## MATERIAL FOR THIS TASK
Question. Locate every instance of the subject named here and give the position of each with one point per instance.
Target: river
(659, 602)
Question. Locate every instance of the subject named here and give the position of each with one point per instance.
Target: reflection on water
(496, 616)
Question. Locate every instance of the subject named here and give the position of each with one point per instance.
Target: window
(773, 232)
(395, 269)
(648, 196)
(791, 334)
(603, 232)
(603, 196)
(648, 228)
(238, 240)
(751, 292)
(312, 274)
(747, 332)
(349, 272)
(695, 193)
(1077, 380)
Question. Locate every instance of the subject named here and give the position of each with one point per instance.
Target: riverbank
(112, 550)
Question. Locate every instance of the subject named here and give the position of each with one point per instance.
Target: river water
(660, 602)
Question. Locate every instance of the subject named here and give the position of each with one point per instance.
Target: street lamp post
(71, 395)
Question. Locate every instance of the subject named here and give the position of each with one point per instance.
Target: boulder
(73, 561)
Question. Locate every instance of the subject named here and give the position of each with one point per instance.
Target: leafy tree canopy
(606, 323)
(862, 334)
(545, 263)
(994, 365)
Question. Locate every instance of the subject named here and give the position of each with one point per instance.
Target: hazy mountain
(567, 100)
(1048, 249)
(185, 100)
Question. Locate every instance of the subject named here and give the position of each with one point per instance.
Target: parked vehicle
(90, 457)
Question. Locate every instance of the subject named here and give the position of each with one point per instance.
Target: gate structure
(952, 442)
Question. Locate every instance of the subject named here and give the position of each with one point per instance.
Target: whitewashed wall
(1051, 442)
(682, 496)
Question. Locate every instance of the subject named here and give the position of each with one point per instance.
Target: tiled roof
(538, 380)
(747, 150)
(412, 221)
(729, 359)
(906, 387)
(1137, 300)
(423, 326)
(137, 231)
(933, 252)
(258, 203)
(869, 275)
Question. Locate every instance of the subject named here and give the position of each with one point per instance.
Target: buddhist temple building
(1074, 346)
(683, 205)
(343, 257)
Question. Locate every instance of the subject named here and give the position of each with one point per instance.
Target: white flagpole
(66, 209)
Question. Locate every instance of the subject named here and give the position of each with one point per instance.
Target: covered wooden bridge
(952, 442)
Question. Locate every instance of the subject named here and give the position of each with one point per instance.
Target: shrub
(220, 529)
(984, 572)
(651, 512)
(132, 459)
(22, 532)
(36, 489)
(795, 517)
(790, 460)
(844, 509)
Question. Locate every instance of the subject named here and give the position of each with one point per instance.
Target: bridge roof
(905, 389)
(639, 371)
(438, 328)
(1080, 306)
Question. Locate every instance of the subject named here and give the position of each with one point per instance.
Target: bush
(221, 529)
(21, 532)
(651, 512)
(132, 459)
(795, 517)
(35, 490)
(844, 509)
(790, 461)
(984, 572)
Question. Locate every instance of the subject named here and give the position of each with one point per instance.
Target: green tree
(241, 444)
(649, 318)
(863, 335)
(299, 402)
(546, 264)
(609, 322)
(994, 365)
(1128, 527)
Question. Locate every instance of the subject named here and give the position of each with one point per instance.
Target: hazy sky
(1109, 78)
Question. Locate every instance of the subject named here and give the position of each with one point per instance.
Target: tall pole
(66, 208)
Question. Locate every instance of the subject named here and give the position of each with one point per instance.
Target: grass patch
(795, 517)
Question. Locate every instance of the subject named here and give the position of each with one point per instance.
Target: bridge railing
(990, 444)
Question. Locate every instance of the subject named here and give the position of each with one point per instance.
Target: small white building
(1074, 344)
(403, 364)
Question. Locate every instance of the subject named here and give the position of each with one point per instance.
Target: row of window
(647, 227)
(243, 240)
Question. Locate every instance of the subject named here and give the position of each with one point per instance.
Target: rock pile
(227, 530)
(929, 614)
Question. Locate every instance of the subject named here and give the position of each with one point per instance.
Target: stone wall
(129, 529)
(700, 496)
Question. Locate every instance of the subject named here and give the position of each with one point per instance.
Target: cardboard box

## YOUR OBJECTIVE
Go through the data and return every record exactly.

## WRITTEN ANSWER
Question. Locate every instance of the subject named here and give the position of each with one point per instance.
Target: river
(659, 602)
Question. Locate every instance of the subject named here and give the position of each with one point per instance.
Target: reflection on water
(496, 616)
Question. Locate every instance of the subject named here and give the position of each with one point per instance.
Target: window
(773, 232)
(395, 269)
(648, 196)
(791, 334)
(603, 232)
(603, 196)
(648, 228)
(238, 240)
(751, 292)
(312, 274)
(747, 332)
(349, 272)
(695, 193)
(1077, 380)
Question. Locate every instance of the subject named here and give the position of each with one point per instance.
Target: riverbank
(112, 550)
Question. Locate every instance of the subject named here and give the position of each with one point per instance.
Target: river water
(660, 602)
Question. Locate every instance of the subject named here and give the position of each with one point per instance.
Target: street lamp post
(71, 395)
Question. Locate every instance of the subject named here and give the position of each with one point per instance.
Target: boulder
(73, 561)
Question. Locate every instance of the subject named here and give the position of each with one point per instance.
Target: leafy tree canopy
(606, 323)
(862, 334)
(545, 263)
(994, 365)
Question. Locate every instance of the subject named here and give the position of each with one point per instance.
Target: hazy mountain
(567, 100)
(1048, 249)
(185, 100)
Question. Locate every instance of the subject named here and give the position of each with one point per instance.
Target: parked vehicle
(90, 457)
Question. Locate every instance of the subject named here and give the position of each with one point per instance.
Target: gate structure
(952, 442)
Question. Locate every instance of the subject named here and give the position of each with one point per instance.
Target: whitewashed wall
(1051, 442)
(682, 496)
Question. Locate every instance of the subject named here and give the position of each with one point per instance.
Target: tiled roof
(538, 380)
(747, 150)
(412, 221)
(729, 359)
(906, 387)
(1137, 300)
(423, 326)
(137, 231)
(933, 252)
(258, 203)
(869, 275)
Question. Locate every instance of the subject named here and give the position of each with one point per instance.
Target: buddhist temple building
(1074, 346)
(683, 205)
(343, 257)
Question. Locate every instance of the subject named here and give the position of each with one point per instance.
Target: white flagpole
(66, 209)
Question. Locate every instance of the subject named here and give the position of each with one point per instance.
Target: covered wooden bridge
(952, 442)
Question. Locate every instance of the subject named here and give the position of each with one point per instance.
Target: shrub
(220, 529)
(984, 572)
(651, 512)
(132, 459)
(22, 532)
(36, 489)
(795, 517)
(790, 460)
(844, 509)
Question. Locate every instance of the subject named here and give the position of each with one point per instance.
Target: bridge roof
(905, 389)
(639, 371)
(438, 328)
(1080, 306)
Question. Locate every instance of the subject named here and give the position of each with one point per instance.
Target: bush
(221, 529)
(21, 532)
(651, 512)
(132, 459)
(795, 517)
(35, 490)
(844, 509)
(790, 461)
(984, 572)
Question. Locate every instance of the subject named here and give the position of each with one point per instance.
Target: green tree
(241, 444)
(649, 318)
(863, 335)
(299, 402)
(546, 264)
(609, 322)
(994, 365)
(1128, 527)
Question. Locate every instance of the subject named here and give the position of each with one point per instance.
Target: hazy sky
(1109, 78)
Question. Locate every instance of the subject named here and give the position of each with one point per instance.
Target: tall pole
(66, 208)
Question. Locate every instance of the subject named here and give the position of each with one point per instance.
Target: grass patch
(795, 517)
Question. Locate every instance of the subject named here and give the position of each with one point per instance.
Target: bridge railing
(990, 444)
Question. Locate every instance of the subject named here and give the position of each with one point per instance.
Target: small white building
(1074, 344)
(403, 364)
Question. Locate every instance of the subject named here and give the position of each with one point per instance.
Target: row of window
(647, 227)
(243, 240)
Question. Locate every instance of the subject named here and give the position of each with one point per instance.
Target: rock pile
(227, 530)
(929, 614)
Question. Locate every instance of the subject named here and give the position of each with one point per instance.
Target: stone wall
(129, 529)
(700, 496)
Question. Locate every instance of the subject named here and give the position of each with one point per instance.
Target: cardboard box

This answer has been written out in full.